── DATA EXCERPTS ──

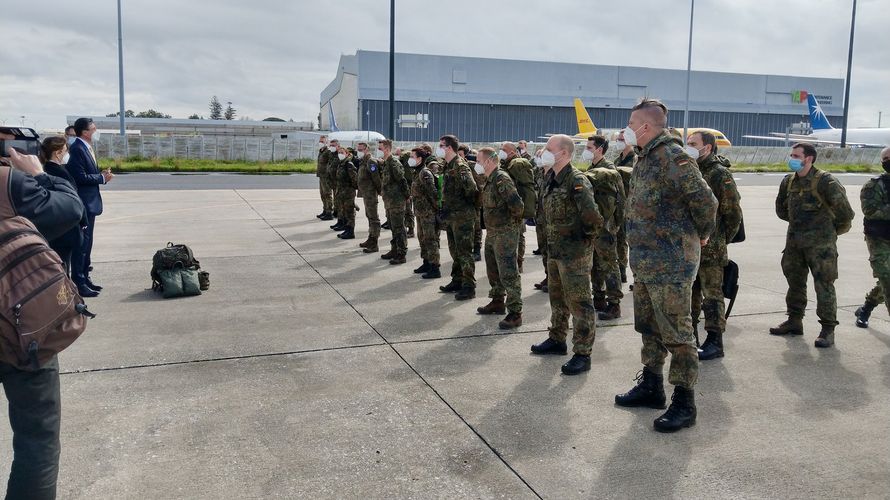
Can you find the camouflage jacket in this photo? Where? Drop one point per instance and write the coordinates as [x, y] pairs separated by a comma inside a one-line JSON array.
[[369, 181], [424, 192], [501, 204], [729, 209], [815, 206], [395, 185], [670, 209], [459, 190], [321, 167], [573, 218]]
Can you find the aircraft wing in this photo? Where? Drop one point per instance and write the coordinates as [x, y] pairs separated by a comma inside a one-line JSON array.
[[806, 138]]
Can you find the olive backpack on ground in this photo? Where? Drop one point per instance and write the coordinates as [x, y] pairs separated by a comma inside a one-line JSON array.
[[41, 312], [175, 272]]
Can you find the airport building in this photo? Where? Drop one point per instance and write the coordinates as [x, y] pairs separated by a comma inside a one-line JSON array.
[[483, 100]]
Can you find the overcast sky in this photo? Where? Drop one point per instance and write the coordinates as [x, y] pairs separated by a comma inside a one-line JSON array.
[[274, 57]]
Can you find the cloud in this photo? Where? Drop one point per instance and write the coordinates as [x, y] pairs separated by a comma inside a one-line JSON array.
[[274, 57]]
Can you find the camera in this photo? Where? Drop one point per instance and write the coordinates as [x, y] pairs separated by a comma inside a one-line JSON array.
[[26, 141]]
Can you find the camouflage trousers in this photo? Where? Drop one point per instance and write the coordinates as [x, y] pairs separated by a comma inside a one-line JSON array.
[[428, 237], [371, 202], [879, 258], [327, 195], [346, 205], [707, 296], [399, 241], [569, 284], [797, 264], [459, 231], [500, 265], [661, 315], [605, 276]]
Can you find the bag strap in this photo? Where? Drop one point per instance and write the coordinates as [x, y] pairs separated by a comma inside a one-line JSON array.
[[6, 209]]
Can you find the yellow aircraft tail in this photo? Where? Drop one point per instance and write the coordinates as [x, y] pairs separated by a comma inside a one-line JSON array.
[[585, 124]]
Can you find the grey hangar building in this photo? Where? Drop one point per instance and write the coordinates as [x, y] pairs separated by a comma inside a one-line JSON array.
[[486, 100]]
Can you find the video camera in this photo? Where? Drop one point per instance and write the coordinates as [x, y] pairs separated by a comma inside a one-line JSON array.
[[26, 141]]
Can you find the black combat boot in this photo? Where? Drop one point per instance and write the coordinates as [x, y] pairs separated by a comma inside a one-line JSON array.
[[451, 287], [612, 311], [465, 293], [862, 315], [578, 364], [826, 336], [681, 413], [496, 306], [432, 273], [550, 346], [791, 326], [713, 346], [648, 392]]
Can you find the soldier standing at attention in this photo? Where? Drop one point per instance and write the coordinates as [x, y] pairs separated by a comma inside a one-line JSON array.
[[370, 186], [425, 193], [817, 210], [503, 215], [707, 290], [608, 189], [395, 194], [572, 221], [670, 215], [459, 210], [875, 198], [324, 187]]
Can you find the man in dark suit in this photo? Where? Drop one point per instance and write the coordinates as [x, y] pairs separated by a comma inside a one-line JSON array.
[[84, 168]]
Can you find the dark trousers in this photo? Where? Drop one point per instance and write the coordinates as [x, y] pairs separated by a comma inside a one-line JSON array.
[[35, 413], [80, 257]]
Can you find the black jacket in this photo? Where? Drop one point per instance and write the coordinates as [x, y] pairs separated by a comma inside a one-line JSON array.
[[50, 203]]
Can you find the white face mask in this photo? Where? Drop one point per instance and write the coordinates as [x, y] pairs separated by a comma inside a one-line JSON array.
[[547, 159]]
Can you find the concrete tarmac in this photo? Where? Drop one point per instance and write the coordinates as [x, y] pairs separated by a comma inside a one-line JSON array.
[[312, 370]]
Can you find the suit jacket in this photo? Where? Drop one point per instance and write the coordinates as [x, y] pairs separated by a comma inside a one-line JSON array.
[[86, 175]]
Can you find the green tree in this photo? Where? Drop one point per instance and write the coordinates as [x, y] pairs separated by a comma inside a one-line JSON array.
[[215, 109]]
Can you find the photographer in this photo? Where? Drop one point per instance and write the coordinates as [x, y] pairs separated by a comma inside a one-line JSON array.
[[34, 401]]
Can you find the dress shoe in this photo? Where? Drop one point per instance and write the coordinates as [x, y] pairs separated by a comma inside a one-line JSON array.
[[578, 364], [550, 346]]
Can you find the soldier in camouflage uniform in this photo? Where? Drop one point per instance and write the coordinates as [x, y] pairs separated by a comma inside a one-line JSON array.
[[503, 214], [707, 290], [459, 205], [425, 193], [572, 220], [609, 193], [370, 186], [347, 183], [395, 193], [817, 210], [670, 215], [324, 188], [875, 198]]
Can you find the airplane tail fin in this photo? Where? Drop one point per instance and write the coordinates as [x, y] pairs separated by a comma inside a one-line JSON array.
[[334, 127], [585, 124], [818, 120]]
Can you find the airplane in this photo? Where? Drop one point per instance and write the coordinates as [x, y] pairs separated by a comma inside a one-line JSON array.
[[586, 128], [824, 133]]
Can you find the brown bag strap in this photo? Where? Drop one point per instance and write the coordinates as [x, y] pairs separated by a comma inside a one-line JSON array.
[[6, 209]]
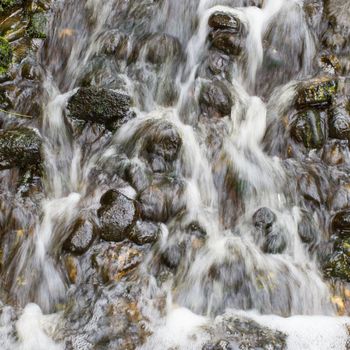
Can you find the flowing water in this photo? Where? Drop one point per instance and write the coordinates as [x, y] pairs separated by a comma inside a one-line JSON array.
[[227, 168]]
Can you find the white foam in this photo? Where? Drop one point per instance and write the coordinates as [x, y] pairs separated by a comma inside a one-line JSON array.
[[32, 328], [308, 332]]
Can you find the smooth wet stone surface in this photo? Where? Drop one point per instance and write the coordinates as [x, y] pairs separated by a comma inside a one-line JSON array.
[[117, 215], [309, 129], [102, 106], [20, 147]]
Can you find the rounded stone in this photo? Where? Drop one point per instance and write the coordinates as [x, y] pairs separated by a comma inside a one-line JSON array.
[[117, 215]]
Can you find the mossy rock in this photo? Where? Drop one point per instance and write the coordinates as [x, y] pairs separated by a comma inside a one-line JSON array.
[[338, 266], [19, 147], [5, 55], [37, 26], [309, 129], [6, 5], [317, 93]]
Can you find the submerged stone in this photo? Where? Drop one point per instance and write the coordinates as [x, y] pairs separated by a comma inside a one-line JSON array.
[[162, 47], [227, 41], [263, 219], [307, 229], [215, 99], [157, 49], [37, 26], [222, 20], [5, 55], [99, 105], [81, 237], [309, 129], [339, 124], [275, 243], [117, 216], [19, 147], [341, 223], [317, 93], [144, 232], [162, 146]]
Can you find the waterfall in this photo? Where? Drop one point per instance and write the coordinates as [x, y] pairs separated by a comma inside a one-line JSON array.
[[210, 93]]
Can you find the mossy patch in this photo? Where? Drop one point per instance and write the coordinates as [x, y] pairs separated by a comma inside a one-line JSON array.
[[7, 4], [5, 55], [318, 93], [37, 26]]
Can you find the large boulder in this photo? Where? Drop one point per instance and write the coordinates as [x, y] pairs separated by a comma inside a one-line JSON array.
[[81, 237], [158, 49], [215, 99], [318, 92], [223, 20], [19, 147], [117, 216], [99, 105], [5, 55], [309, 129], [341, 223], [162, 146], [339, 124], [227, 33]]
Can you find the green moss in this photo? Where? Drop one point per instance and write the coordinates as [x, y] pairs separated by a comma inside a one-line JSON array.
[[5, 55], [37, 26], [309, 129], [318, 92], [6, 4]]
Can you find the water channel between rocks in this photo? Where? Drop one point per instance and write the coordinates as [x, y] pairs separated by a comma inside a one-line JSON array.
[[174, 174]]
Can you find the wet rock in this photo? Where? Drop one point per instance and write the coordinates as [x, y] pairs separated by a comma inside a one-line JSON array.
[[309, 129], [218, 62], [158, 49], [227, 41], [339, 198], [138, 176], [338, 264], [162, 47], [275, 243], [309, 188], [5, 55], [161, 201], [317, 93], [171, 257], [144, 232], [81, 237], [263, 219], [222, 20], [215, 99], [99, 105], [117, 260], [335, 152], [6, 5], [37, 26], [196, 230], [19, 147], [330, 64], [117, 216], [307, 229], [116, 43], [153, 204], [341, 223], [339, 124], [162, 146]]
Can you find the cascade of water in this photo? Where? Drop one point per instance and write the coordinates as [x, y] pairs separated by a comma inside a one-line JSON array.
[[220, 174]]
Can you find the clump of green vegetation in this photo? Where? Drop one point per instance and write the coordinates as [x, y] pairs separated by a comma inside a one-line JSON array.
[[37, 26], [6, 4], [5, 55]]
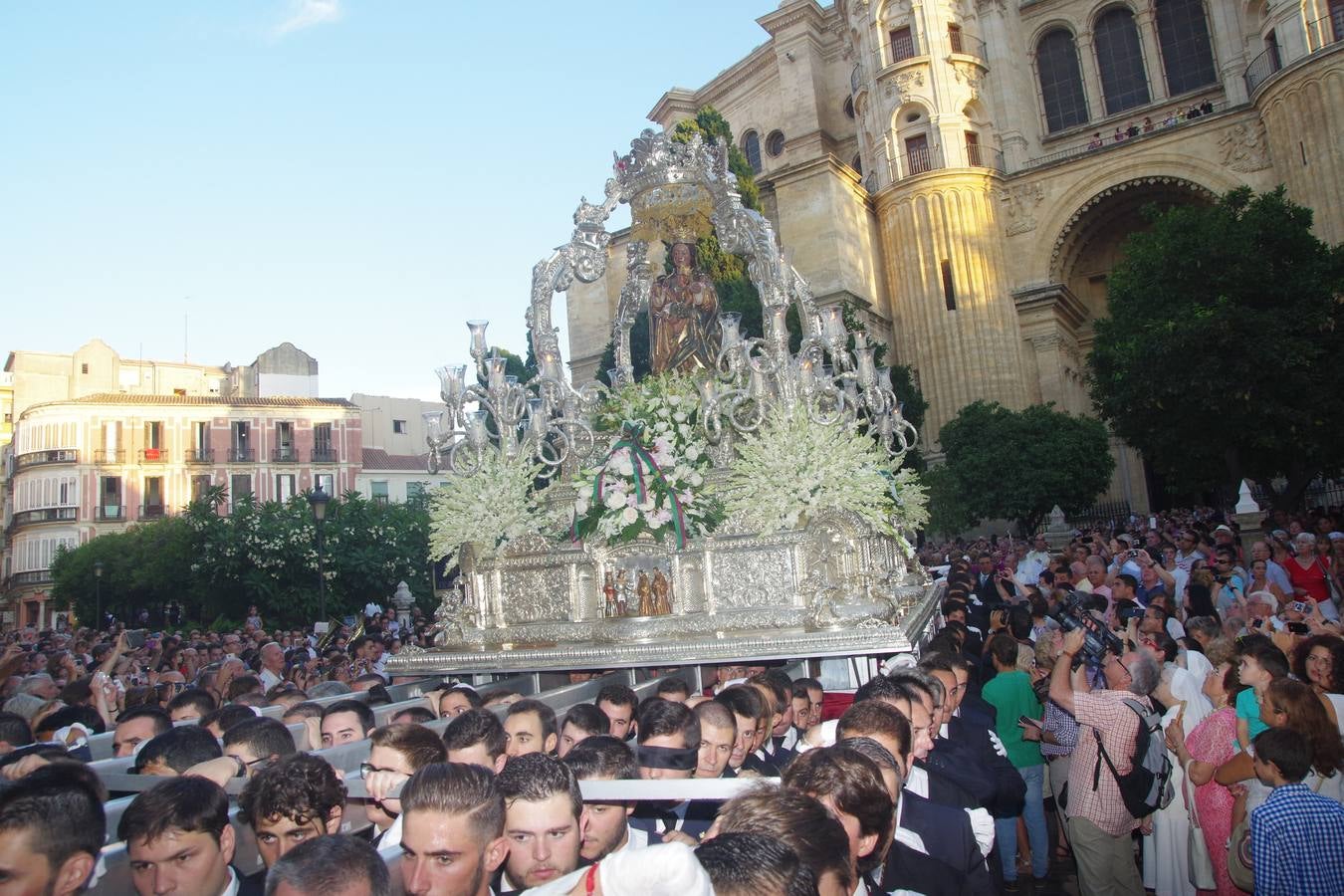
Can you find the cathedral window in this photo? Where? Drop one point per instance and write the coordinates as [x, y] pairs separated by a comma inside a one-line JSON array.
[[1060, 81], [902, 43], [1183, 37], [1120, 58]]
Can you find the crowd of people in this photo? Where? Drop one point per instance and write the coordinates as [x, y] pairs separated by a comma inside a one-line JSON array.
[[1144, 707]]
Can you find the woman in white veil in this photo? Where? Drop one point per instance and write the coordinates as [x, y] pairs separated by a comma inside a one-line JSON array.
[[1166, 850]]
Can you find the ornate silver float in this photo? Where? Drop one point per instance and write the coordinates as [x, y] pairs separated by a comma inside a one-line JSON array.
[[830, 585]]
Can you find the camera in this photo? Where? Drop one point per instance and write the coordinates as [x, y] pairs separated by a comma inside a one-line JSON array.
[[1099, 639]]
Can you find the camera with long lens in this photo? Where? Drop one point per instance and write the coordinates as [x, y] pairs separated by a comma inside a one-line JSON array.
[[1074, 614]]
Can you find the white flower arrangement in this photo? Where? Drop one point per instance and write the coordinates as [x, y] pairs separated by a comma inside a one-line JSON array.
[[793, 468], [488, 510], [642, 489], [667, 406]]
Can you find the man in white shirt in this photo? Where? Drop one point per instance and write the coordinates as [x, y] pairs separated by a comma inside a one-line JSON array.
[[1035, 560], [179, 840]]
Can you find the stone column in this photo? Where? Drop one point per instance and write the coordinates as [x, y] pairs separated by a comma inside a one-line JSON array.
[[403, 600], [1091, 77], [1248, 519]]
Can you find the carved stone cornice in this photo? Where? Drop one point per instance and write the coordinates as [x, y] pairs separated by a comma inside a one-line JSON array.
[[1052, 300]]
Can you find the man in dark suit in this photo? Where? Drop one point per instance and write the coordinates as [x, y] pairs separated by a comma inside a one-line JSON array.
[[934, 849]]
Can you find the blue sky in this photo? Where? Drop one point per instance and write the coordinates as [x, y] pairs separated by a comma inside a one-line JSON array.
[[353, 176]]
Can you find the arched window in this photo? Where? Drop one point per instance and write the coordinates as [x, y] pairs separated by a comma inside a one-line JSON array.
[[1183, 35], [1120, 61], [752, 149], [1060, 81]]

───

**WHAT YOU ARE ASKED TO DO**
Rewrite the part of the rows that opens with the line containing "Can you find the white face" and closes with the line containing "[[34, 401]]", switching every "coordinates" to "positions" and leaving everything else unchanged.

**RESPONSE FOR THIS EXERCISE**
Can you find the white face mask in this photo? Where? Drop one point per instance and write the positions as [x, y] pairs separated by a comma inside a one-line JSON array.
[[547, 159]]
Can you find the concrete tarmac in this photo? Where? Drop one point per instance and write the positions as [x, y] pairs separated by a comma inside a one-line JSON array.
[[312, 370]]
Can you find the suit jacket in this photo? Where? Drop one point per instance and write the positions as [x, y] pairs separated by a comma inside a one-line JSON array.
[[86, 175]]
Can you find the green tree in this photo? Where? Drop one point per instance and write the positions as [x, y] pairs separated by a comma inside a one-line JSON array.
[[215, 109]]
Can you find the photographer in this photo? Where? Drop one point per instance and write the positions as [x, y] pairs separated by a comma inside a one-line JSON array.
[[34, 401]]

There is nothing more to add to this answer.